MATERIAL SHOWN =
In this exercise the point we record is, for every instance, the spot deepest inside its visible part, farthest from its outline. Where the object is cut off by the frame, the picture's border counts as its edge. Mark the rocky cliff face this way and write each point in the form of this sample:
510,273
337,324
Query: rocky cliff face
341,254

WORK REQUEST = Your answer should consist of every entry, repeated exactly.

RESPONSE FOR THIS EXERCISE =
In this exercise the point we record is, for every instance, the spot deepest inside its visible part, farthest from its outline. Where the object is cut off by the frame, the picture's border counts as its edge. Mark the rocky cliff face this way and write each point in the form of this sample:
510,273
337,324
Query: rocky cliff face
341,254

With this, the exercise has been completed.